▶ [Work instruction] Down to the final line, reproduce the entries that follow exactly.

────

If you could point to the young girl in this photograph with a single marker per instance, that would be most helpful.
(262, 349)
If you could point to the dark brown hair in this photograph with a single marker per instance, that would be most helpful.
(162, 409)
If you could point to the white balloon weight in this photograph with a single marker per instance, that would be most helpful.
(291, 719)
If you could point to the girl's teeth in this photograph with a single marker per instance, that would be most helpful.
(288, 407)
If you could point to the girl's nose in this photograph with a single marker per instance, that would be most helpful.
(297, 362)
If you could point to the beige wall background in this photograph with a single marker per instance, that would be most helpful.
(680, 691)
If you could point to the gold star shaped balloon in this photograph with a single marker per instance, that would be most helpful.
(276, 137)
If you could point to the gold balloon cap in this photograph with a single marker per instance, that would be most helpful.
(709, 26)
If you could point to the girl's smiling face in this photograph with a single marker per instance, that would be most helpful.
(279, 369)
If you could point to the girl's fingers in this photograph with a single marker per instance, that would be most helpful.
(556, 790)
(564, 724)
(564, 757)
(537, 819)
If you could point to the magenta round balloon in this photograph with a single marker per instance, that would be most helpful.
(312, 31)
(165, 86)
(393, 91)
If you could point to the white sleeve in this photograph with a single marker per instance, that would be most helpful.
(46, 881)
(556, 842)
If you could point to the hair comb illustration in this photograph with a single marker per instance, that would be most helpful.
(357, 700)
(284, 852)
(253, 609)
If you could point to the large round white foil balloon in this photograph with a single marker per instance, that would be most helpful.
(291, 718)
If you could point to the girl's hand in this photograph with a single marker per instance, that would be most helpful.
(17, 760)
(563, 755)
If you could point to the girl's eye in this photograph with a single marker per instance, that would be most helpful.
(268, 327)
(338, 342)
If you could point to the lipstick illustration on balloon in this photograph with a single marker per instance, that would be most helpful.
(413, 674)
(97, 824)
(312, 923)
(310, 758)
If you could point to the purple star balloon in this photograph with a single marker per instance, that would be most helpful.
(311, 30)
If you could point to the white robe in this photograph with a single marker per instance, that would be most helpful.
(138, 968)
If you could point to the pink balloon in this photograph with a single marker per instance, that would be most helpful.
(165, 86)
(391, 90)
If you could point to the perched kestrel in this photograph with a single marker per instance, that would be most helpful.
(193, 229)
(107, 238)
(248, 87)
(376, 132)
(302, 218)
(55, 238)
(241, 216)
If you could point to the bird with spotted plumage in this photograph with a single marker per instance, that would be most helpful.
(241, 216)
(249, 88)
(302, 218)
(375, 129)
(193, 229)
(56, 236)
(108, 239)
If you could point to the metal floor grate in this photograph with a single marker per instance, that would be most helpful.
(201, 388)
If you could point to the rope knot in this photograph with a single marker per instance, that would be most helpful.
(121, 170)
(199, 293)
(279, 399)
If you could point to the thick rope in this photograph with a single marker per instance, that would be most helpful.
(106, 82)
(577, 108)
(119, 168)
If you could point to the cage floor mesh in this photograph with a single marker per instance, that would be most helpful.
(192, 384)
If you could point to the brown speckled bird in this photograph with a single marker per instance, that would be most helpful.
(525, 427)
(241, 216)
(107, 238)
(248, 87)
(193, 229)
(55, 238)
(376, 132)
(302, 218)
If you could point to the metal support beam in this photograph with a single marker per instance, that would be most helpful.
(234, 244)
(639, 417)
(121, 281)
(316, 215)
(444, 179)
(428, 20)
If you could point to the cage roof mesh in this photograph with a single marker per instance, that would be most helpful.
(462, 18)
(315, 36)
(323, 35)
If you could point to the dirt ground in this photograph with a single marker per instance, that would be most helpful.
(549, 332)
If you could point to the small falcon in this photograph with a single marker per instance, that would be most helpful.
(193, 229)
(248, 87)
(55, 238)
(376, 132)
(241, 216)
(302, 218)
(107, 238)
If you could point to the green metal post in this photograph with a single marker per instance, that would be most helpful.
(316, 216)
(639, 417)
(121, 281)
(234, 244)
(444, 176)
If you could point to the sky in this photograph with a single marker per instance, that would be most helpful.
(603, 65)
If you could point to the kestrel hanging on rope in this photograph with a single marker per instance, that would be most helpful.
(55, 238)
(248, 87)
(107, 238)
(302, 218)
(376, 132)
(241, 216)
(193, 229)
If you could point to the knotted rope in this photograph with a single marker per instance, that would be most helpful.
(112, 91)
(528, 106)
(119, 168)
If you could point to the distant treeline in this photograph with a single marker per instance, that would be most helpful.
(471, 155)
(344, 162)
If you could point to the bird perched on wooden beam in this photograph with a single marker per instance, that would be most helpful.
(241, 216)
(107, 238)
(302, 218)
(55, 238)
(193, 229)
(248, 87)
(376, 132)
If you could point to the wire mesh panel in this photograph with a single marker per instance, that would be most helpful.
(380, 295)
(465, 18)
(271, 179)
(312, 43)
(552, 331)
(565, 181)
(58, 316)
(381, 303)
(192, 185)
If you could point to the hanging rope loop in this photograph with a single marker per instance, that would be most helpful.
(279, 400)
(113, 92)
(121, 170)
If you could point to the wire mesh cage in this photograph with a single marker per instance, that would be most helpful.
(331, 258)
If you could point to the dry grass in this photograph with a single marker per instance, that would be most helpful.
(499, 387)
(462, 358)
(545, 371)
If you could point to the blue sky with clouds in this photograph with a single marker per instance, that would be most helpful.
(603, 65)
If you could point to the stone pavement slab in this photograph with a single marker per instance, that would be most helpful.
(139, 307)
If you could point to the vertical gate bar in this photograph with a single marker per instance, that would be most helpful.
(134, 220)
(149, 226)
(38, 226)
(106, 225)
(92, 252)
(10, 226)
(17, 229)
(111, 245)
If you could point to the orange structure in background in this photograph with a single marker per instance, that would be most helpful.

────

▶ [Response area]
If you could point to the young girl in this photograph with a single marker per instance, that would be most helpful.
(262, 349)
If you could point to the dark brown hair in this photograph with a single marker per instance, that would be most helpful.
(162, 409)
If you could point to the white balloon weight in this photograph with a single marker per instance, that would be most helpful.
(291, 719)
If you could point to the girl's teeth in this photograph with a single marker per instance, that would be most helpful.
(288, 407)
If you could point to the girl's nose in this photograph with a single marker per instance, that would be most helpful.
(297, 362)
If you could point to the beige wall background in this photograph with a single marker per instance, that would be most helpful.
(680, 691)
If you could point to the gold star shaped balloon in this photograph with a single marker per instance, that would be most helpful.
(276, 137)
If you could point to the gold balloon cap in this photograph with a single marker per instance, that would be most helpful.
(709, 26)
If you could point to the girl's smiling face in this photograph with a single marker per instance, that would be most helpful.
(279, 369)
If you could point to the girl's fingers in this photograph with a single marker per instance, that would be most helpful.
(556, 790)
(564, 724)
(564, 757)
(537, 819)
If you could point to the magenta round balloon in this photograph with a single marker per instance, that would be most helpful.
(312, 31)
(165, 86)
(393, 91)
If you could point to the white sleeve in this photograph with a single marker per instance, that would be most helpful.
(46, 881)
(556, 842)
If you could point to the hair comb illustration in this photograph with a single marker per instance, that would be most helpful.
(357, 700)
(284, 852)
(253, 609)
If you could point to the large round white foil balloon in this photograph with a single marker per instance, that would be most helpful.
(291, 718)
If you could point to the girl's hand in this photograph with a single marker per instance, that would be most helpful.
(17, 760)
(563, 755)
If you could point to the girl's eye in this photograph with a single marker per instance, that would be most helpful.
(268, 327)
(338, 342)
If you could point to the lipstick illustration on balloon in this photograph with a single marker per instance, that would be most helpful.
(413, 674)
(97, 824)
(312, 923)
(310, 758)
If you could point to the purple star balloon in this photograph with a single marker per instance, that would be most helpful.
(311, 30)
If you could point to the white robe in this photograph with a single marker per instance, that would be most helpful.
(138, 968)
If you could point to the pink balloon in this photograph with a single marker per instance, that would be most helpful.
(165, 86)
(391, 90)
If you could point to the perched kestrel in this photograph with a single marker per instance, that would be most helpful.
(193, 229)
(107, 238)
(248, 87)
(376, 132)
(302, 218)
(55, 238)
(241, 216)
If you could point to the bird with spotted plumage in this photograph with a single marker per instance, that would be most helpful.
(241, 216)
(249, 88)
(302, 218)
(375, 129)
(193, 229)
(56, 236)
(108, 239)
If you could point to the metal floor grate in this photograph with a single marker per instance, that would be most helpful.
(201, 388)
If you could point to the rope knot in this photograph with a single marker per instance, that would be most helpful.
(121, 170)
(199, 293)
(279, 399)
If you could point to the thick rope in this photograph with a single marker per instance, that would be most helpful.
(106, 82)
(577, 108)
(119, 168)
If you could point to the cage floor mesh in this photograph with a single marker per instance, that would be most helpful.
(192, 384)
If you could point to the brown speckled bird in this photograph with a single marker per instance, that would be most helpful.
(525, 427)
(241, 216)
(107, 238)
(248, 87)
(193, 229)
(55, 238)
(376, 132)
(302, 218)
If you could point to the metal support beam in this photograph with a single marker per instance, that would be most helpful.
(234, 244)
(639, 417)
(121, 281)
(316, 215)
(444, 179)
(428, 20)
If you could point to the cage roof mesh in this photograph with a single marker per instance, that would be most helpful.
(462, 18)
(315, 36)
(323, 35)
If you could point to the dirt ground in this photograph with a single marker per instance, that would be most helpful.
(549, 332)
If you could point to the small falcon in this photograph with a single marker per instance, that would be most helpful.
(193, 229)
(248, 87)
(55, 238)
(376, 132)
(241, 216)
(302, 218)
(107, 238)
If you could point to the green metal post in this photograph with a single marker per instance, that would be most helpful.
(316, 216)
(639, 417)
(121, 281)
(234, 244)
(444, 176)
If you could point to the sky in this photograph with a single marker per instance, that would be most helpful.
(603, 65)
If you could point to the kestrel hanging on rope in this photograph with a single marker per instance, that would be most helpful.
(55, 238)
(248, 87)
(107, 238)
(302, 218)
(376, 132)
(241, 216)
(193, 229)
If you could point to the knotted rope in this photograph with a single marker per instance, that would be most helpful.
(112, 91)
(528, 106)
(119, 168)
If you could point to the distant treeline in this photograph with a single marker per instance, that would be most helpful.
(471, 155)
(344, 162)
If you could point to the bird perched on wooden beam in this photograph with a single marker per instance, that would be most helpful.
(241, 216)
(107, 238)
(302, 218)
(55, 238)
(193, 229)
(248, 87)
(376, 132)
If you could point to the wire mesh panel in this photograph with a single marker per instance, that would be most helpful.
(380, 295)
(465, 18)
(271, 179)
(312, 43)
(552, 331)
(565, 181)
(58, 316)
(381, 303)
(192, 185)
If you could point to the hanging rope loop in this photograph with a single marker per instance, that would be most helpful.
(279, 400)
(113, 92)
(121, 170)
If you could point to the wire mesh cage in this photograph with a single marker per instance, that would be most helpful.
(331, 258)
If you could point to the dry grass in this photograph with a single marker per instance, that would be most helpful.
(499, 387)
(462, 358)
(545, 371)
If you could point to the blue sky with clouds in this photograph with a single marker per instance, that would be most helpful.
(603, 65)
If you could point to the stone pavement slab in this photograph with a single marker per instance, that would be most helpful.
(139, 307)
If you could point to the vertical gate bar in this photograph with a single marker per instance, that would be most helpful.
(134, 220)
(149, 226)
(38, 226)
(106, 225)
(92, 252)
(10, 226)
(17, 229)
(111, 245)
If you could point to the orange structure in background in this photograph with a single marker per instance, that would be most helpful.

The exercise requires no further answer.